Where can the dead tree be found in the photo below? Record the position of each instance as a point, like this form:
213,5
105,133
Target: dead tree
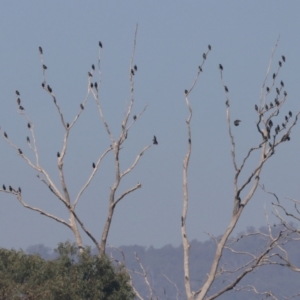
271,136
75,221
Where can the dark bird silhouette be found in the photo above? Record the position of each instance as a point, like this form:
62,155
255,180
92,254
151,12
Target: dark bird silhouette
237,122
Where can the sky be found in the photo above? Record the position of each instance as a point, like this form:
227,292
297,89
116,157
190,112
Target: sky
172,36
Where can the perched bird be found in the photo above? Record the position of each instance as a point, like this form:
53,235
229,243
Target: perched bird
237,122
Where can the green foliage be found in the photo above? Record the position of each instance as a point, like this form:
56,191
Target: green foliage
71,276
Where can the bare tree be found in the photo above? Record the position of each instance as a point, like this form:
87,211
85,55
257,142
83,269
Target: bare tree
271,136
75,221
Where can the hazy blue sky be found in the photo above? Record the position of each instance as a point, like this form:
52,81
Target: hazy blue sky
172,36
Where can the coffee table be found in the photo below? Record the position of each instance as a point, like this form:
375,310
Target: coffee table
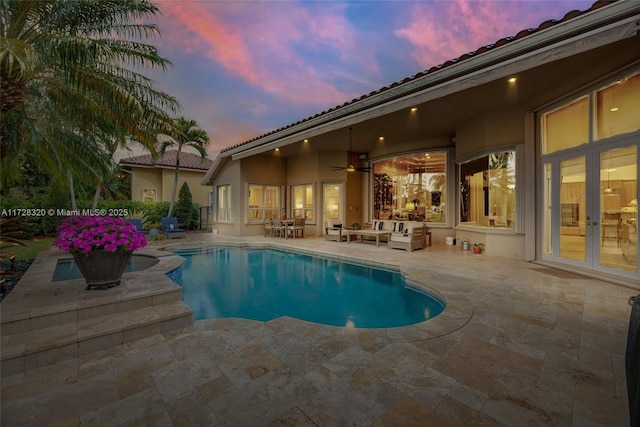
361,233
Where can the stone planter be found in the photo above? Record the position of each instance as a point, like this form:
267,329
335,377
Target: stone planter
102,269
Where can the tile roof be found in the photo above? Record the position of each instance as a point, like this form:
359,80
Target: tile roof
187,161
524,33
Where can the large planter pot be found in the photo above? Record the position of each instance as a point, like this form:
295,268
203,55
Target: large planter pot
102,269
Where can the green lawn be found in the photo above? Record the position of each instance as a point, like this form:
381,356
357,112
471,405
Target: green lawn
31,249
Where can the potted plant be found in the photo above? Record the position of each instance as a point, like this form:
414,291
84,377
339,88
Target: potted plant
101,246
478,248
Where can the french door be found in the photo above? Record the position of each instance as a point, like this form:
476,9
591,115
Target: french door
590,207
332,196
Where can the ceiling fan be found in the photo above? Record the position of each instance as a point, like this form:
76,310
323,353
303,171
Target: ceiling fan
350,167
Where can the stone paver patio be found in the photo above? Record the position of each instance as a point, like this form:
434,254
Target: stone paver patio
520,345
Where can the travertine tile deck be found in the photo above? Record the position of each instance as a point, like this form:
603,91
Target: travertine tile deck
520,347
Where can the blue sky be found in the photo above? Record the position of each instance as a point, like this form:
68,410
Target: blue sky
244,68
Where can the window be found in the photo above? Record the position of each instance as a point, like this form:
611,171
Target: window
302,201
566,127
617,108
224,203
148,195
263,202
411,187
600,114
487,190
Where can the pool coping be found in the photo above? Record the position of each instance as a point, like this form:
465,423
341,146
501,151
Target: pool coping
458,310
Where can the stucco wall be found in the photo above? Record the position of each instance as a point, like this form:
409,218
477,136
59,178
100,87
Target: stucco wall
161,179
230,174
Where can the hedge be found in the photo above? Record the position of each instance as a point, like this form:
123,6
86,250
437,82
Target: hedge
43,224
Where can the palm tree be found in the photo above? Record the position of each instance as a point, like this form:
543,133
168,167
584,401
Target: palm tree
186,134
68,82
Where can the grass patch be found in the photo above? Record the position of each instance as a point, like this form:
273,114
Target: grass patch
30,249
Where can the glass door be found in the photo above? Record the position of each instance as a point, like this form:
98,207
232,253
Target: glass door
332,202
617,240
590,208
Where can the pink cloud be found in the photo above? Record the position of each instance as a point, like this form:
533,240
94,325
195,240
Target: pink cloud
445,30
261,43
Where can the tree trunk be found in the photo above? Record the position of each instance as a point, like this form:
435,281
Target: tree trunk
72,193
175,184
96,197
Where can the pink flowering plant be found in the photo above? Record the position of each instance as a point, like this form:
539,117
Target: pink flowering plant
83,234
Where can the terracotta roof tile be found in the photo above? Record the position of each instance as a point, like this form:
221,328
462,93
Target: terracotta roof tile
187,161
503,41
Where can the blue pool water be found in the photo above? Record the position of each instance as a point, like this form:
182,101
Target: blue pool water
66,269
264,284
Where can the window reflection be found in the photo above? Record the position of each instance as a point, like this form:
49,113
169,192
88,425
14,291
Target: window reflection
487,191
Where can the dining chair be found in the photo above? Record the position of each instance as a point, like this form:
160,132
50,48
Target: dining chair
276,228
268,227
297,229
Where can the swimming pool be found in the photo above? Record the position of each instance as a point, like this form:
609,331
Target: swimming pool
67,269
264,284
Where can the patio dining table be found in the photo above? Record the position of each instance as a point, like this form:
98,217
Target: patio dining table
285,226
369,232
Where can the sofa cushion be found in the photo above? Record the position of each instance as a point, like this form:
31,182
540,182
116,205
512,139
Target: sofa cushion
401,238
378,225
334,223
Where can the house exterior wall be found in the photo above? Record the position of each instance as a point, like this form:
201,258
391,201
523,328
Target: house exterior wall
261,169
230,174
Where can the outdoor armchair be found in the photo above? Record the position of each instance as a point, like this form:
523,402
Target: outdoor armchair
333,231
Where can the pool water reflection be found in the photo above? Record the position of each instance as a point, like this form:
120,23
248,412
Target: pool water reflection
264,284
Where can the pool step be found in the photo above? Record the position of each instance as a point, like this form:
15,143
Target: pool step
43,346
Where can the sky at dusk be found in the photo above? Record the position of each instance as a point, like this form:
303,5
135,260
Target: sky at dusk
244,68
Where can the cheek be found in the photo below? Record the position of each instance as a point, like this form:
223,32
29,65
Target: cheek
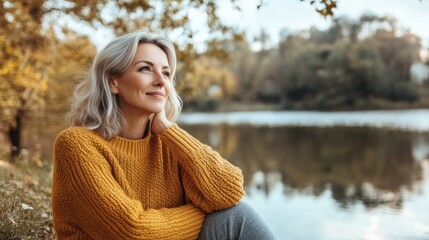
168,87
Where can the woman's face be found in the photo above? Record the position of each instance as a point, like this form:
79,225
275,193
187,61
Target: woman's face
144,87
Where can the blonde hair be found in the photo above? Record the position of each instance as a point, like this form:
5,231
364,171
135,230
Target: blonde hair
95,107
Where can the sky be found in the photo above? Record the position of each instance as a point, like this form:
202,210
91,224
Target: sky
294,15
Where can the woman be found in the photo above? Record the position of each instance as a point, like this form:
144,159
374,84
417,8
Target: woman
126,171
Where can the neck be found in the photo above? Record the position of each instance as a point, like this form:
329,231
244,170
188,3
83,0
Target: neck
135,127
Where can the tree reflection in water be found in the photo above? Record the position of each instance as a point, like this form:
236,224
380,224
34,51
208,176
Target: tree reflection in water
358,164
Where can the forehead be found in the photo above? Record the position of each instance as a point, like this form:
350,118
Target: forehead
151,52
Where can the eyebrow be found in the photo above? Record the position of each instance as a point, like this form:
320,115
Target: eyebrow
151,64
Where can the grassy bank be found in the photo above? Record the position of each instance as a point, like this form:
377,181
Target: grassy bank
25,201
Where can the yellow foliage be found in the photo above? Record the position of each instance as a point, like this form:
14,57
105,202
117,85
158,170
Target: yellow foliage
211,78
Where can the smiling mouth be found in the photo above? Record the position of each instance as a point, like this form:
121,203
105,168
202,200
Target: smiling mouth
157,95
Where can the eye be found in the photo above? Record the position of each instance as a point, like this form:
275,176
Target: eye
166,74
144,69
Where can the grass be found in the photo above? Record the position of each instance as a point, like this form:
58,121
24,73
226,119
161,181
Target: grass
25,201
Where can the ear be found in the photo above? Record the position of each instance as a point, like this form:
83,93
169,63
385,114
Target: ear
113,84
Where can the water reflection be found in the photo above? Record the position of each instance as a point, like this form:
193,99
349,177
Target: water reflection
356,164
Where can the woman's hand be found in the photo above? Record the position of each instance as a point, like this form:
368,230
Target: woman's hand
160,123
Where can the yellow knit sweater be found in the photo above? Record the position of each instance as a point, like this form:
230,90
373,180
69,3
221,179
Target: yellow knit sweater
159,187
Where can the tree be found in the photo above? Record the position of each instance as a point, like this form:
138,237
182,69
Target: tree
34,25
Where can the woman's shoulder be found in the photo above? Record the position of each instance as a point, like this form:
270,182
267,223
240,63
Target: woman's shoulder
79,134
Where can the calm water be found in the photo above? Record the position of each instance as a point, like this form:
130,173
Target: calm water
329,175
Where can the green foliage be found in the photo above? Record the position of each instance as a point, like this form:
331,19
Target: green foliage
351,65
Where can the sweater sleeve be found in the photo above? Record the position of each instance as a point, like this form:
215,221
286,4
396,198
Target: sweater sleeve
85,191
210,182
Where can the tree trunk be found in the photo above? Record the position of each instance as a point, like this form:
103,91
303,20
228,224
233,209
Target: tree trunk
15,131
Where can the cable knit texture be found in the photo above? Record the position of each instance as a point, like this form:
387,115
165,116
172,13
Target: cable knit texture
159,187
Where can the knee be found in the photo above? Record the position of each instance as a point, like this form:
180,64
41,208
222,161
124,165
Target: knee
242,210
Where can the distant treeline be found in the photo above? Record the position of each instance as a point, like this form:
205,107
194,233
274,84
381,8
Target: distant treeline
352,64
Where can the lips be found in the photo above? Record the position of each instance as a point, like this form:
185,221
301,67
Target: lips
159,95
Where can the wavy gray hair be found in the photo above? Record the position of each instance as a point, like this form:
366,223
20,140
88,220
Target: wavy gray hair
95,107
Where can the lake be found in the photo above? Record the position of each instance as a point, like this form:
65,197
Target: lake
328,175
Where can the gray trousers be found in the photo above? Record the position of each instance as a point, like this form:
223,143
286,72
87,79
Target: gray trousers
238,222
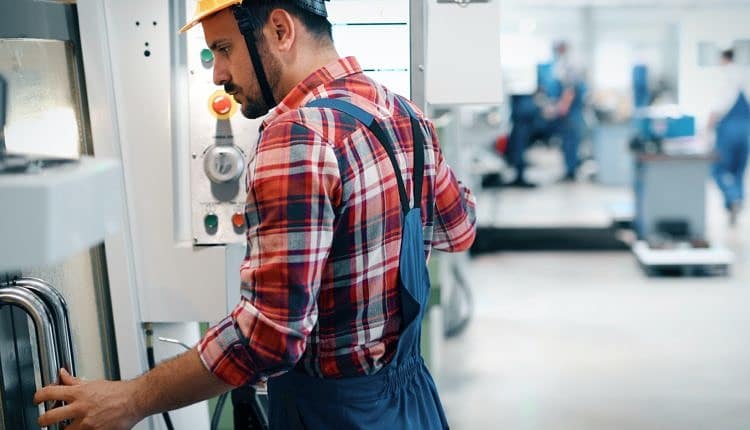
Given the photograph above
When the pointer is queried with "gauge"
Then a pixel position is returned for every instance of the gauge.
(223, 164)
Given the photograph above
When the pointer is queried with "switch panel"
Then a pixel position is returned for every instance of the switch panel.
(221, 143)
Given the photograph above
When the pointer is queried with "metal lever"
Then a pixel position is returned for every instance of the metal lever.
(58, 309)
(45, 334)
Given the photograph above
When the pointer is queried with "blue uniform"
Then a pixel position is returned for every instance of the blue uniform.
(732, 134)
(569, 127)
(403, 394)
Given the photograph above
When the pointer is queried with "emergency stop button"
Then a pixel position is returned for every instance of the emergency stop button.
(222, 105)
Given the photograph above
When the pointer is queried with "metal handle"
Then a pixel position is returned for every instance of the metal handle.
(45, 334)
(58, 309)
(3, 109)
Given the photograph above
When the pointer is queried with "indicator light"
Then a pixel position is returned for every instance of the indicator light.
(207, 57)
(238, 220)
(222, 104)
(212, 222)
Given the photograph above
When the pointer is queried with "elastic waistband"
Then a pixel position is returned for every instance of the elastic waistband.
(357, 389)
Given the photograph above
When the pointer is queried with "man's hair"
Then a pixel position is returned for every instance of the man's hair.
(319, 27)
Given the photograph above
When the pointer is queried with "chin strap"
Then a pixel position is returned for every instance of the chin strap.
(247, 28)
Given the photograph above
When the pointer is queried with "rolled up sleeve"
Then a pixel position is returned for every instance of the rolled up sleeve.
(294, 186)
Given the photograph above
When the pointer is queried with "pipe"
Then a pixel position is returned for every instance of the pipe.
(59, 311)
(45, 334)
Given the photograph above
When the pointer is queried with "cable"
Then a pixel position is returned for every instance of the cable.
(216, 418)
(151, 364)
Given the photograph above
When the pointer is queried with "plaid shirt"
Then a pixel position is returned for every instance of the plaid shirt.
(320, 278)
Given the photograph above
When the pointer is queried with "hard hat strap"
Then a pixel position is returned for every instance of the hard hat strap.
(247, 28)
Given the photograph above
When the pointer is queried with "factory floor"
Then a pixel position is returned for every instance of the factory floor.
(585, 341)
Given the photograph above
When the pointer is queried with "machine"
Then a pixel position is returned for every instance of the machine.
(672, 166)
(146, 237)
(58, 204)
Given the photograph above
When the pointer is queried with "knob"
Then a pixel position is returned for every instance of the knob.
(223, 164)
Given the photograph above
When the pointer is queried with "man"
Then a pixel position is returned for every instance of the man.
(731, 120)
(328, 309)
(567, 91)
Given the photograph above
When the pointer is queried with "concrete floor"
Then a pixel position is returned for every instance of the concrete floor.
(584, 341)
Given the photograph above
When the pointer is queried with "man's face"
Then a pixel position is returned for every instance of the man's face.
(232, 66)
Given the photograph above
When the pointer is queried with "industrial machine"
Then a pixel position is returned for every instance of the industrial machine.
(672, 166)
(57, 204)
(146, 237)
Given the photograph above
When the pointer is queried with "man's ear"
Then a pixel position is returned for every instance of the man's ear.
(283, 29)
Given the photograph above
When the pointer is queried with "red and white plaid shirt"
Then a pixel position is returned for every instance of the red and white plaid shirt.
(319, 281)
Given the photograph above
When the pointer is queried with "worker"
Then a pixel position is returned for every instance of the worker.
(524, 112)
(346, 178)
(567, 91)
(730, 118)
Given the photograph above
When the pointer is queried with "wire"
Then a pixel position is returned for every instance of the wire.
(151, 364)
(216, 418)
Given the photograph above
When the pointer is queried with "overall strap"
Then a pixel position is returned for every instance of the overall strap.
(373, 125)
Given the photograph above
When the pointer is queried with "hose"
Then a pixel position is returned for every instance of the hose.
(151, 364)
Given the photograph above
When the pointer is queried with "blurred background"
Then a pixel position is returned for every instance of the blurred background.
(608, 284)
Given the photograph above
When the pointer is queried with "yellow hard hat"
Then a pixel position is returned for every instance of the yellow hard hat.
(206, 8)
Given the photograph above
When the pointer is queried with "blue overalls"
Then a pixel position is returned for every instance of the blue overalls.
(732, 134)
(402, 395)
(570, 127)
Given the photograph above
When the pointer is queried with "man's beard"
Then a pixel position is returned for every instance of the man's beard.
(254, 108)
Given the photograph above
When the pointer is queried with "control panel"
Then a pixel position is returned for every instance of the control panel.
(221, 144)
(222, 140)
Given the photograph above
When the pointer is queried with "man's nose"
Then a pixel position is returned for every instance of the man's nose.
(221, 74)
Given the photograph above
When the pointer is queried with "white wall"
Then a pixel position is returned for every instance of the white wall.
(719, 25)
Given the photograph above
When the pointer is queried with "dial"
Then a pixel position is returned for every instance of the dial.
(223, 164)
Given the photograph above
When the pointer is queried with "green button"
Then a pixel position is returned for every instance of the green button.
(207, 56)
(211, 221)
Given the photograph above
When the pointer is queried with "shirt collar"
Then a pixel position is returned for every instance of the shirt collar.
(312, 86)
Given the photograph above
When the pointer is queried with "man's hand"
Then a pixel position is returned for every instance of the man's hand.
(99, 405)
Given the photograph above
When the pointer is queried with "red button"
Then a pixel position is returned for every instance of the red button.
(238, 220)
(222, 104)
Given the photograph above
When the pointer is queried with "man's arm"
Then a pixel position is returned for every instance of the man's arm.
(115, 405)
(455, 220)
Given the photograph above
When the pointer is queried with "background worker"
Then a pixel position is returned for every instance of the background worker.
(334, 283)
(730, 118)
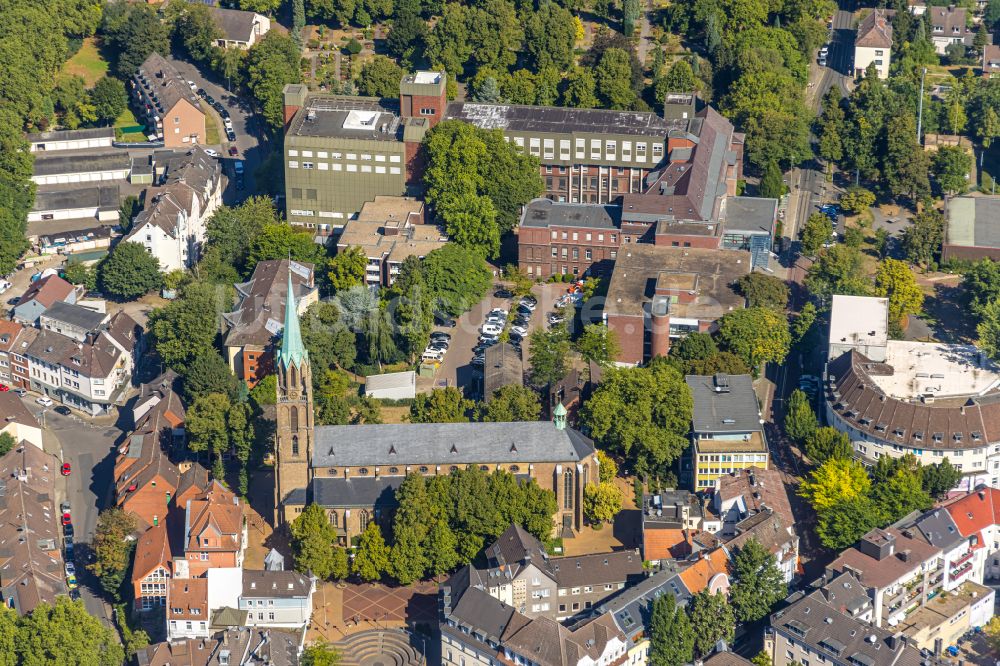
■ ■ ■ ■ ■ ■ ■
PROBLEM STATEMENT
Lines with "below": copy every one of them from the listing above.

YOUR SOLUTION
Where can the dead tree be found in the photo below? Record the position of each instance as a point, like this form:
Where can the coffee table be found in the photo below? Record the position of each instance as a point, like this form:
Where can the cheek be found in the photo below? Record the position of each instance as a point, like this form:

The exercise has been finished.